— EXTRACT TO READ —
▼

Categories: TSQL

Parsing JSON in SQL Server with OPENJSON

Recently I had a piece of JSON of which I needed to extract data from to put into a table in Azure SQL DB. Unfortunately, the structure of the JSON itself was too complex to map automatically in Azure Data Factory. It might be possible though, but after a few tries to map it manually and every time ending up with NULL records, I decided I was just going to load the data as-is into a table and then use the OPENJSON function to parse it.

It’s the first time I had to use the function and while there are tons of examples online, must of them are quite straight forward. So I though to blog about a (more) complex example. The JSON had the following structure (which is already simplified):

[
	{
		"root": {
			"DataServices": {
				"Schema": [
					{
						"EntityType": [
							{
								"Property": [
									{
										"@Name": "column1",
										"@Type": "Double",
										"@Nullable": false
									},
									{
										"@Name": "column2",
										"@Type": "String",
										"@Nullable": false
									},
									{
										"@Name": "column3",
										"@Type": "Int32",
										"@Nullable": true
									},
									{
										"@Name": "Created",
										"@Type": "DateTime",
										"@Nullable": false
									},
									{
										"@Name": "Creator",
										"@Type": "Guid",
										"@Nullable": true
									}
								],
								"@Name": "tableA"

▲

— TO BE DONE —
Rewrite the passage of the article on parsing JSON from "Parsing JSON in" to "to parse it.", swapping out "Azure Data Factory" for "Azure Synapse Analytics".

— ENTRIES SHOWN —

▼

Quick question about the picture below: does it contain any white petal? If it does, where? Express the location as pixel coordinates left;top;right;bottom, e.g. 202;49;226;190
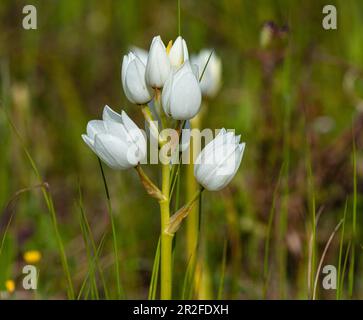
87;120;106;140
82;134;94;151
102;105;122;123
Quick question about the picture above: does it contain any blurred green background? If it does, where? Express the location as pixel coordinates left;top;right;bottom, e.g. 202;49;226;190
0;0;363;299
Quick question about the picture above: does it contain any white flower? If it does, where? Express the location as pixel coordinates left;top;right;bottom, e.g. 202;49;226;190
194;129;245;191
121;52;153;104
169;36;189;67
130;46;149;66
145;36;171;88
82;106;146;170
161;60;202;120
191;49;222;98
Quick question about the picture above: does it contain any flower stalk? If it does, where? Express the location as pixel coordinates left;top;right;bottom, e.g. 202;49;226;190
159;164;173;300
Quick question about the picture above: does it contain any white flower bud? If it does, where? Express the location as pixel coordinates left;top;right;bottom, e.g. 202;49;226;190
82;106;147;170
161;60;202;120
130;46;149;66
191;49;222;98
145;36;171;88
169;36;189;67
194;129;245;191
121;52;154;104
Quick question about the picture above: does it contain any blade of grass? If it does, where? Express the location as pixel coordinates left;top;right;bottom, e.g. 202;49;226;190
339;240;352;298
262;163;284;299
217;239;227;300
98;158;122;299
313;219;344;300
148;237;160;300
3;109;74;300
349;130;357;298
78;184;109;299
336;199;348;300
77;234;106;300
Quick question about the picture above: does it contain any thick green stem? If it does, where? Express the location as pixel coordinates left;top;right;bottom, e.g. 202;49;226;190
186;116;200;259
159;164;173;300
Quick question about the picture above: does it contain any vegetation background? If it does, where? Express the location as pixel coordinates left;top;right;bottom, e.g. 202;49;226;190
0;0;363;299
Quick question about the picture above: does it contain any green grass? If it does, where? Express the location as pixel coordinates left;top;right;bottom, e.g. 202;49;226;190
0;0;363;299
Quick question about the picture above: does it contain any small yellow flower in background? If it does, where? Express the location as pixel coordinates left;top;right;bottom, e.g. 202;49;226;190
5;280;15;293
23;250;42;264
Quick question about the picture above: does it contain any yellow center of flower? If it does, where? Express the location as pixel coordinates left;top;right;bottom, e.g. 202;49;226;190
5;280;15;293
23;250;42;264
166;40;173;54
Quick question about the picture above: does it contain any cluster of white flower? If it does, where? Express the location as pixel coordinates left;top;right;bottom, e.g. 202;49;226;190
82;36;245;190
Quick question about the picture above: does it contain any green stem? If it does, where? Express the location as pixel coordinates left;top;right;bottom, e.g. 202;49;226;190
186;116;200;259
159;164;173;300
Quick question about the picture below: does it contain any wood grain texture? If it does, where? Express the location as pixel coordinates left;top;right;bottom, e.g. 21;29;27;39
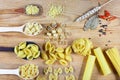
0;0;120;80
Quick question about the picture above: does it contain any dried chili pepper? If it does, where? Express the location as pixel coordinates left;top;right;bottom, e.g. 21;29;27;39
98;10;117;21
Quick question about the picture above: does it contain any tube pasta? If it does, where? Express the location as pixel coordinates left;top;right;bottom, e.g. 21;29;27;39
14;42;40;60
19;64;39;79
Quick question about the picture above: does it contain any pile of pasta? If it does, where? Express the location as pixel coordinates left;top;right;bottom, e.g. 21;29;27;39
43;66;75;80
72;38;93;56
41;41;72;66
25;5;40;15
48;5;63;18
19;64;39;79
23;22;43;36
14;42;40;60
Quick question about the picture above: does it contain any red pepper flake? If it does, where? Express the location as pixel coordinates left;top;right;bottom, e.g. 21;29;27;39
98;10;117;21
15;8;25;13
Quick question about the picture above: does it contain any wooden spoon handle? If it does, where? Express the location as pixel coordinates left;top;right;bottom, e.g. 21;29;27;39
0;46;14;52
0;8;25;14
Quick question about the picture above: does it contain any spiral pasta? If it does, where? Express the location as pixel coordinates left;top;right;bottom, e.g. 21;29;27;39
41;41;72;66
72;38;93;56
19;64;39;79
14;42;40;60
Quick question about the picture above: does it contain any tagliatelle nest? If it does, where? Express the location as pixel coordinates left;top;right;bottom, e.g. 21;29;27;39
72;38;93;56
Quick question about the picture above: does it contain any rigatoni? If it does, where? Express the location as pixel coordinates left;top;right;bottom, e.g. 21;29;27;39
106;48;120;76
82;55;96;80
94;47;111;75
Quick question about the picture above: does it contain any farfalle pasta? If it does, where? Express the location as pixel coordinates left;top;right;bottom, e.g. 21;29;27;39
14;42;40;60
72;38;93;56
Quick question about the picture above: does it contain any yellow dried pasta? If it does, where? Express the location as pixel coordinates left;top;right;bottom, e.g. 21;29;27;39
65;46;72;55
41;41;72;65
14;42;40;60
19;64;39;79
49;73;58;80
54;68;62;75
45;59;55;65
35;75;47;80
64;66;74;74
65;74;75;80
45;41;52;51
41;51;48;60
55;47;64;53
72;38;93;56
43;66;53;75
25;5;39;15
59;59;68;66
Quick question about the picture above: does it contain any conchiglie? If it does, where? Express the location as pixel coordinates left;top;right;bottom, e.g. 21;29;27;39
41;51;48;60
45;41;51;51
59;59;68;66
65;46;72;55
17;51;26;58
19;42;26;49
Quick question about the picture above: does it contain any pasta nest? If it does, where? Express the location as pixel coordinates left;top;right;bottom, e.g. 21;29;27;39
72;38;93;56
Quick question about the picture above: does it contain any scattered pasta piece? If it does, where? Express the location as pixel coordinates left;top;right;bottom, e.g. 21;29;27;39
72;38;93;56
41;41;72;66
82;55;96;80
14;42;40;60
94;47;111;75
25;5;39;15
48;5;63;18
59;59;68;66
54;68;62;75
43;66;53;75
23;22;43;36
35;75;47;80
19;64;39;79
65;74;75;80
106;48;120;76
49;73;58;80
45;59;55;65
64;66;74;74
56;47;64;53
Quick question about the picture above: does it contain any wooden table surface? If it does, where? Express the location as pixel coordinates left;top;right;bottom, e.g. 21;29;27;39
0;0;120;80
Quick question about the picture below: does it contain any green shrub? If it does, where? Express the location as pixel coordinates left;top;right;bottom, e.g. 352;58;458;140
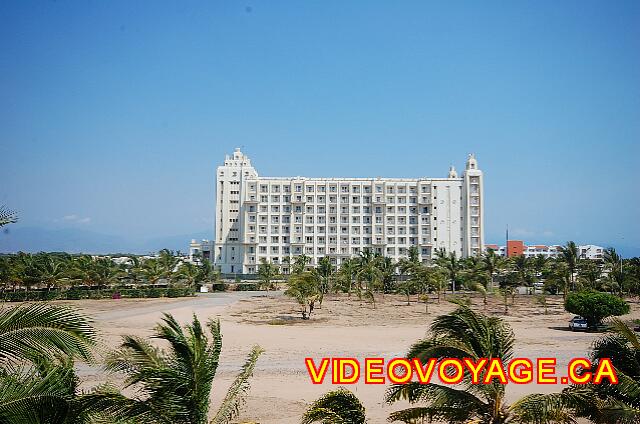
211;282;229;291
146;287;162;297
166;287;182;297
236;283;258;291
564;290;630;328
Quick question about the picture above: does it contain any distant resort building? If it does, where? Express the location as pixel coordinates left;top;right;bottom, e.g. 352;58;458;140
210;149;484;274
484;240;604;260
188;239;213;264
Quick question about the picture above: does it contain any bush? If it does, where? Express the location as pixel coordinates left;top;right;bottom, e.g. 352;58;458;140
211;282;229;291
236;283;258;291
564;290;630;328
146;287;162;297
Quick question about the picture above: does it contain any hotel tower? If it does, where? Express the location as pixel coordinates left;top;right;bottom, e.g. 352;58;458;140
212;149;484;274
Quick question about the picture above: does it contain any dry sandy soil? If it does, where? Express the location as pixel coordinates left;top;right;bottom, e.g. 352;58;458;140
55;292;640;424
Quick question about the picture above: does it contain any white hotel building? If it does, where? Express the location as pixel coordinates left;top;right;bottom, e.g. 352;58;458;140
213;149;484;274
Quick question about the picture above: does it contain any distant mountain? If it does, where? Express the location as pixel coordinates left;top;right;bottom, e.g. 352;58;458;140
0;226;212;254
0;225;640;258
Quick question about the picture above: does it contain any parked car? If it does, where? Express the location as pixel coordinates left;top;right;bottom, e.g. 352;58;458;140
569;315;589;331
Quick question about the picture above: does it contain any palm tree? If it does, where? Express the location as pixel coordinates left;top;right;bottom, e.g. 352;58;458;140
0;303;96;366
604;247;624;294
291;253;311;274
560;241;580;291
0;358;99;424
462;256;490;307
356;249;382;300
86;314;263;424
39;255;69;291
338;258;358;296
69;255;96;287
0;206;18;227
482;249;504;288
436;248;462;293
385;307;560;424
531;318;640;424
176;262;202;290
511;255;531;286
284;271;320;320
258;258;278;291
313;256;334;306
301;387;366;424
157;249;180;283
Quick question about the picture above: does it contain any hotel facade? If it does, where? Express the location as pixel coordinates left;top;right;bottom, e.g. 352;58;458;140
211;149;484;274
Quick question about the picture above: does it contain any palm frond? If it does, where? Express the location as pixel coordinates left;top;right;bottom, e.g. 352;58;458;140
211;346;264;424
302;387;366;424
0;366;75;424
0;303;97;362
509;393;576;424
0;206;18;227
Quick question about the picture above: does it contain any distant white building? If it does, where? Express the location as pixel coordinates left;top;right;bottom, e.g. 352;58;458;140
212;149;484;274
578;244;604;259
189;239;214;263
485;240;604;259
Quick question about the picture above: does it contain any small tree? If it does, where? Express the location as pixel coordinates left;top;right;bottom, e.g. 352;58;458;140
284;272;320;319
536;293;549;315
258;258;278;291
564;290;630;328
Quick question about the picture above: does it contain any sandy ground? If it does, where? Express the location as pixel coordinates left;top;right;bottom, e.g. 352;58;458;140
55;292;640;424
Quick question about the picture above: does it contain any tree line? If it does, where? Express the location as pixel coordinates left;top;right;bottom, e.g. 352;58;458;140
0;249;219;300
258;241;640;319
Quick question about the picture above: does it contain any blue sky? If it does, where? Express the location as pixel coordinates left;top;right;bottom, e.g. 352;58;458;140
0;0;640;253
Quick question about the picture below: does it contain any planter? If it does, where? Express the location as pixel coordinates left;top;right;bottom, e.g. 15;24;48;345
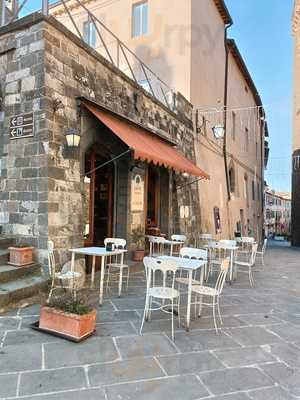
132;250;145;261
39;306;96;340
8;247;34;267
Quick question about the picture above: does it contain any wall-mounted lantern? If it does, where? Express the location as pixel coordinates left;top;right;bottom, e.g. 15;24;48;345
212;124;225;139
63;128;81;159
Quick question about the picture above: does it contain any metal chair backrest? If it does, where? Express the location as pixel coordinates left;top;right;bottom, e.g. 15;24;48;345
241;236;255;243
104;238;126;249
219;240;236;247
250;243;258;266
179;247;207;260
149;236;166;256
261;238;268;254
47;240;55;277
215;258;230;295
171;235;186;242
143;257;178;291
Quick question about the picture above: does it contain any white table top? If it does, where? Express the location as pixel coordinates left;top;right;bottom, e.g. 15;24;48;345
157;256;207;271
69;247;127;257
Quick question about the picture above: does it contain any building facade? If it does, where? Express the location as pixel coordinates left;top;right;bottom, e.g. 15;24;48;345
50;0;267;240
265;188;292;239
292;0;300;246
0;13;209;264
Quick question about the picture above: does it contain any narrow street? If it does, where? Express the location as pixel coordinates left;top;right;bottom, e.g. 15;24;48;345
0;245;300;400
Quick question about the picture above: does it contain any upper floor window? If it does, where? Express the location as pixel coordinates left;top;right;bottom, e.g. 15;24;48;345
245;128;249;151
132;1;148;37
83;19;96;48
232;111;236;140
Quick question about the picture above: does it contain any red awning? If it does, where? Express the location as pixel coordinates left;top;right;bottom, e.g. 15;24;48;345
82;102;209;179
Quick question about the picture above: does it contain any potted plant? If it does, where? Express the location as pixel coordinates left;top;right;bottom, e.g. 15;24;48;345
8;246;34;267
131;227;145;261
39;290;97;342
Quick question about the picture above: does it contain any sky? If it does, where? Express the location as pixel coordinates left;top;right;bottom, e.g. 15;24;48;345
225;0;293;191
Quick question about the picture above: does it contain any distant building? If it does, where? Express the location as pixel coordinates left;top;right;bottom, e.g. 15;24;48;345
50;0;268;240
265;189;291;237
292;0;300;246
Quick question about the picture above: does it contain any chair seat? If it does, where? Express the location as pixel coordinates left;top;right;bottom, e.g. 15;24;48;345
55;271;81;280
106;263;129;268
192;285;219;296
235;261;251;267
149;286;179;299
175;278;201;285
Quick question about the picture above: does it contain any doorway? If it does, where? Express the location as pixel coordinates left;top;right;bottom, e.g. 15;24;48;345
84;150;114;246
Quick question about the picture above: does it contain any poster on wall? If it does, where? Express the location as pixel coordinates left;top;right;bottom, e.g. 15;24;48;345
214;207;222;234
131;174;144;212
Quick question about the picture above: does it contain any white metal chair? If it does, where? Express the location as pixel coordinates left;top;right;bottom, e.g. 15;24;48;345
104;238;129;297
256;238;268;267
192;259;230;333
176;247;208;290
47;240;85;303
171;235;187;255
149;236;166;257
140;257;180;340
235;243;258;287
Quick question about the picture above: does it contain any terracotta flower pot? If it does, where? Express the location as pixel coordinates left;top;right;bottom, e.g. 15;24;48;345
8;247;34;267
132;250;145;261
39;306;97;340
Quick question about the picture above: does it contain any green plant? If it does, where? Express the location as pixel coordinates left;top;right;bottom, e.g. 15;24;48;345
131;227;145;250
46;289;97;315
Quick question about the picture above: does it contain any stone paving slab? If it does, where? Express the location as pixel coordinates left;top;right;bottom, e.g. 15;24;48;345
0;343;42;373
0;374;18;399
17;389;107;400
116;333;177;359
214;347;275;367
200;367;274;395
20;368;87;396
157;351;224;375
44;337;119;368
106;375;208;400
88;358;165;387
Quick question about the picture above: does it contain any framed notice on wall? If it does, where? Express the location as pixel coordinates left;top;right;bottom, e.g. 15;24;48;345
131;174;144;211
214;207;222;234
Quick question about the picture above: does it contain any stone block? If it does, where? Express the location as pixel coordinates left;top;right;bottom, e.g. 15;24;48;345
21;76;35;92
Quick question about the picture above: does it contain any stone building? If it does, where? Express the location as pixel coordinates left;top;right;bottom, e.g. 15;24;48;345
292;0;300;246
50;0;268;240
0;13;209;262
265;188;291;238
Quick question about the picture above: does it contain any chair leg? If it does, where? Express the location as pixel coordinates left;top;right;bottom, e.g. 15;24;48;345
213;298;219;334
172;299;174;342
217;297;223;325
106;267;110;292
126;267;129;292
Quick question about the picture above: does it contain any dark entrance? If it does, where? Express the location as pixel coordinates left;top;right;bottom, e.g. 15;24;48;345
84;150;114;246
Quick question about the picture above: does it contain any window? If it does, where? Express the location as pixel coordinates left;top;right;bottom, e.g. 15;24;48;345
132;2;148;37
83;19;96;48
228;167;235;193
245;128;249;151
232;111;236;140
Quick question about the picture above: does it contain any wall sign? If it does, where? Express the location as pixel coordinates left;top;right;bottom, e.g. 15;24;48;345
131;174;144;211
9;112;33;139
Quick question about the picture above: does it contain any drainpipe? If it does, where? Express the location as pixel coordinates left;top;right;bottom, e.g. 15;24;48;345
223;22;232;203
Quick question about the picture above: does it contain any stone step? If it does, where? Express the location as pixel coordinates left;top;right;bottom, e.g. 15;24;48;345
0;249;9;265
0;264;41;285
0;276;47;307
0;236;15;250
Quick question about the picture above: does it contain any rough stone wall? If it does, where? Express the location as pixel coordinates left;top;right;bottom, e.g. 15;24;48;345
0;22;49;264
0;15;199;262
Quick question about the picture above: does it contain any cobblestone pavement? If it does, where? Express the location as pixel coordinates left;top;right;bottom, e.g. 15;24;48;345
0;247;300;400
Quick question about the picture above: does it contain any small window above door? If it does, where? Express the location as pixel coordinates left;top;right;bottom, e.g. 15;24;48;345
132;1;148;37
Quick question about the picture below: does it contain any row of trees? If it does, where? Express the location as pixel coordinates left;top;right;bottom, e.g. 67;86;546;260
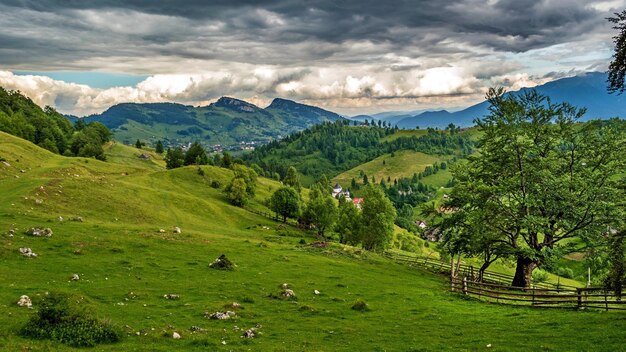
244;121;473;182
0;88;111;160
269;178;396;251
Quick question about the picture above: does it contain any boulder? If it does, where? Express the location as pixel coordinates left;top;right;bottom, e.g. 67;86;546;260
204;310;237;320
17;295;33;308
209;254;235;270
26;227;52;237
20;247;37;257
281;289;296;298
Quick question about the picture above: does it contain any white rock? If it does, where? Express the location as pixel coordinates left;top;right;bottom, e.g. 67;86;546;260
17;295;33;308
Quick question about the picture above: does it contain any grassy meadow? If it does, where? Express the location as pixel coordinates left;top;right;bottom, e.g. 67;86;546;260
0;133;626;351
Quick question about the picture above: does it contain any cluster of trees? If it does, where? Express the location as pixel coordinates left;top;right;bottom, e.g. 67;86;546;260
244;120;473;182
0;87;111;160
269;172;396;251
443;89;626;287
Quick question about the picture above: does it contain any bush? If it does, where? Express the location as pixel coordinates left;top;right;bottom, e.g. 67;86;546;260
352;299;370;312
556;267;574;279
19;293;122;347
533;269;548;284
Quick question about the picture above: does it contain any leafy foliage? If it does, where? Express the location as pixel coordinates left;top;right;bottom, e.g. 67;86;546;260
244;120;473;182
269;186;300;222
20;292;122;347
0;87;111;160
450;89;626;286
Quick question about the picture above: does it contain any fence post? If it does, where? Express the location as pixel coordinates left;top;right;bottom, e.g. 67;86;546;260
463;276;467;295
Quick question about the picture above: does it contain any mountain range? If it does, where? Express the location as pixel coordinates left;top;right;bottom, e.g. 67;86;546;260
70;72;626;148
352;72;626;129
78;97;342;146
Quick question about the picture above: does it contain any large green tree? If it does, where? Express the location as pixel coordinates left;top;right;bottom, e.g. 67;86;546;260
608;11;626;94
359;184;396;251
303;183;337;237
452;89;626;287
269;186;300;222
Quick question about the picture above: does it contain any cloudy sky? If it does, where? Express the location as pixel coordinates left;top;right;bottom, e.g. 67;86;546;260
0;0;626;116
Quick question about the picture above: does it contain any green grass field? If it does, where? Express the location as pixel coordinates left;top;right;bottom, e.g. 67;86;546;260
333;151;452;188
0;133;626;351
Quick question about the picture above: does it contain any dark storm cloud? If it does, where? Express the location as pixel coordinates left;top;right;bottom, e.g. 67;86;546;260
0;0;606;64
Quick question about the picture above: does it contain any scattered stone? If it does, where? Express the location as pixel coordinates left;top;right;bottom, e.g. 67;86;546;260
26;227;52;237
204;310;237;320
241;328;256;339
209;254;235;270
20;247;37;257
17;295;33;308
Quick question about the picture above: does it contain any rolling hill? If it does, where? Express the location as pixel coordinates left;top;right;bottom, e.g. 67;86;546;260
78;97;342;147
0;133;626;351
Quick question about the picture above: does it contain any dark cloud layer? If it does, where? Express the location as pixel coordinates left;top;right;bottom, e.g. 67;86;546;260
0;0;623;111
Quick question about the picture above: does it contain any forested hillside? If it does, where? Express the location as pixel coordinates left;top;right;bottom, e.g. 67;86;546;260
245;121;474;182
0;87;111;159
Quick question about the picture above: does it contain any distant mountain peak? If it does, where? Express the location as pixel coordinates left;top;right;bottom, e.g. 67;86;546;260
210;97;261;112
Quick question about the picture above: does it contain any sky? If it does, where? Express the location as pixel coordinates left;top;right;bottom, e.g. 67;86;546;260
0;0;626;116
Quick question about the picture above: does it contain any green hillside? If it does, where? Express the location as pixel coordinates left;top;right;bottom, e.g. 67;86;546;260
333;150;452;190
0;133;626;351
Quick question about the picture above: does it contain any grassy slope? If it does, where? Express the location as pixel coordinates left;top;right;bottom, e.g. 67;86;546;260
0;133;626;351
333;151;448;187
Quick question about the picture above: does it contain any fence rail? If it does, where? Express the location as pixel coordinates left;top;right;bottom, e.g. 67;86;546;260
450;277;626;311
386;253;576;291
386;253;626;311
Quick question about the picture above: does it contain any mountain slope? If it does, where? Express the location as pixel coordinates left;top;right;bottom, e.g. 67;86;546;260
80;97;341;146
0;133;626;351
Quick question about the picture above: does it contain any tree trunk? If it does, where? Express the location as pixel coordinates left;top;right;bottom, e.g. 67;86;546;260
512;257;537;288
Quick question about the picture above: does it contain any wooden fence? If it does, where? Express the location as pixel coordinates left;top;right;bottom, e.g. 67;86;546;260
450;277;626;310
386;253;626;310
386;253;576;290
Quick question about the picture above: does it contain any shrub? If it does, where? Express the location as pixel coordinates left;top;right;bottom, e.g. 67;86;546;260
19;293;122;347
556;267;574;279
352;299;370;312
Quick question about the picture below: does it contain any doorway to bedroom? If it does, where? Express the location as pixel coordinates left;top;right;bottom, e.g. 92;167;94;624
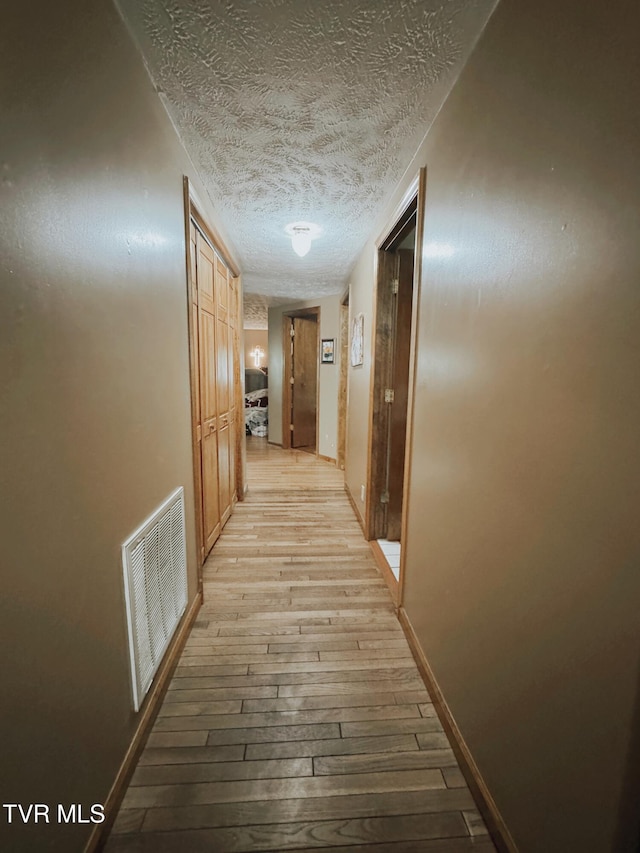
282;307;320;455
244;328;269;443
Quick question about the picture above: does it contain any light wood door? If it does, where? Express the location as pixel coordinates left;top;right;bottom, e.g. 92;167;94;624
196;234;221;554
189;222;204;564
387;249;413;540
291;317;318;449
218;415;232;525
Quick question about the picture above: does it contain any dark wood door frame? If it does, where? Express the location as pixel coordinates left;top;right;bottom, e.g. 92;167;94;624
336;288;349;471
282;305;320;455
365;169;426;572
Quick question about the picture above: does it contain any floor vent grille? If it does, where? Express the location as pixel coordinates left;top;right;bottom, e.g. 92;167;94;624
122;486;187;711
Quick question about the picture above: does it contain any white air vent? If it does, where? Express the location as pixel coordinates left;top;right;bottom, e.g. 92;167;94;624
122;486;187;711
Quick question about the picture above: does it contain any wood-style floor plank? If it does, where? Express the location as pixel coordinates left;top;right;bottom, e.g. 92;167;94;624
105;439;495;853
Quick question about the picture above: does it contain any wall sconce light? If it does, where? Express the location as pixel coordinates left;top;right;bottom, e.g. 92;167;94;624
249;347;264;367
284;222;321;258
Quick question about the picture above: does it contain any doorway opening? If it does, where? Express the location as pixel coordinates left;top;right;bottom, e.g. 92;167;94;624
282;307;320;454
365;171;425;593
336;288;349;471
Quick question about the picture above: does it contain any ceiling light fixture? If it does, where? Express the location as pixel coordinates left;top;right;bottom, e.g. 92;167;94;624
284;222;320;258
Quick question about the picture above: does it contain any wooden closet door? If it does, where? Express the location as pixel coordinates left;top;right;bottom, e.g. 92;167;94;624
196;234;221;554
215;253;233;524
189;222;205;562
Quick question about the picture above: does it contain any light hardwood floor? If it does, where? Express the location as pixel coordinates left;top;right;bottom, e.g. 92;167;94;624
106;439;495;853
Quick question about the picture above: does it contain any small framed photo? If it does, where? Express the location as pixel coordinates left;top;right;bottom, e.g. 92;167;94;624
320;338;336;364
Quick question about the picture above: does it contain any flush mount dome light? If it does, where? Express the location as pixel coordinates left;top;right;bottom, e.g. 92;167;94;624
284;222;320;258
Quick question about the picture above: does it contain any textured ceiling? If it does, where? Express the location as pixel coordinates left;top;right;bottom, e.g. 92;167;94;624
117;0;496;299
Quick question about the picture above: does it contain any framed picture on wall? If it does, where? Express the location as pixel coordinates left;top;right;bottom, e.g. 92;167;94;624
320;338;336;364
351;314;364;367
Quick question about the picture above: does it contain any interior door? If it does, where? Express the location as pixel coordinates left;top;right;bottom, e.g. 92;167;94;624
196;234;221;554
387;249;414;540
291;317;318;450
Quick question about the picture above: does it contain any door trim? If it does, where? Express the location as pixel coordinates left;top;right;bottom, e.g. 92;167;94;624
182;175;246;592
282;305;320;456
364;168;426;564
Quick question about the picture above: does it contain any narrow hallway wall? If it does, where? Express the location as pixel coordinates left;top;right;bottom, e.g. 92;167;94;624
347;0;640;853
0;0;238;853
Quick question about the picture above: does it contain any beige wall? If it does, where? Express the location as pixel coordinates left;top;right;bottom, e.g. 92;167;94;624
269;296;340;459
0;0;235;853
242;329;269;367
347;0;640;853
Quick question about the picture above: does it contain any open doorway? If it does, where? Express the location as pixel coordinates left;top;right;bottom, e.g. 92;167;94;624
366;173;424;592
282;308;320;454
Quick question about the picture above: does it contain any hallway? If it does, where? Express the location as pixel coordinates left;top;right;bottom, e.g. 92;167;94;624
106;438;495;853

▲

— ANSWER TO THIS PROBLEM —
Parsing JSON in SQL Server with OPENJSON

Recently I had a piece of JSON of which I needed to extract data from to put into a table in Azure SQL DB. Unfortunately, the structure of the JSON itself was too complex to map automatically in Azure Synapse Analytics. It might be possible though, but after a few tries to map it manually and every time ending up with NULL records, I decided I was just going to load the data as-is into a table and then use the OPENJSON function to parse it.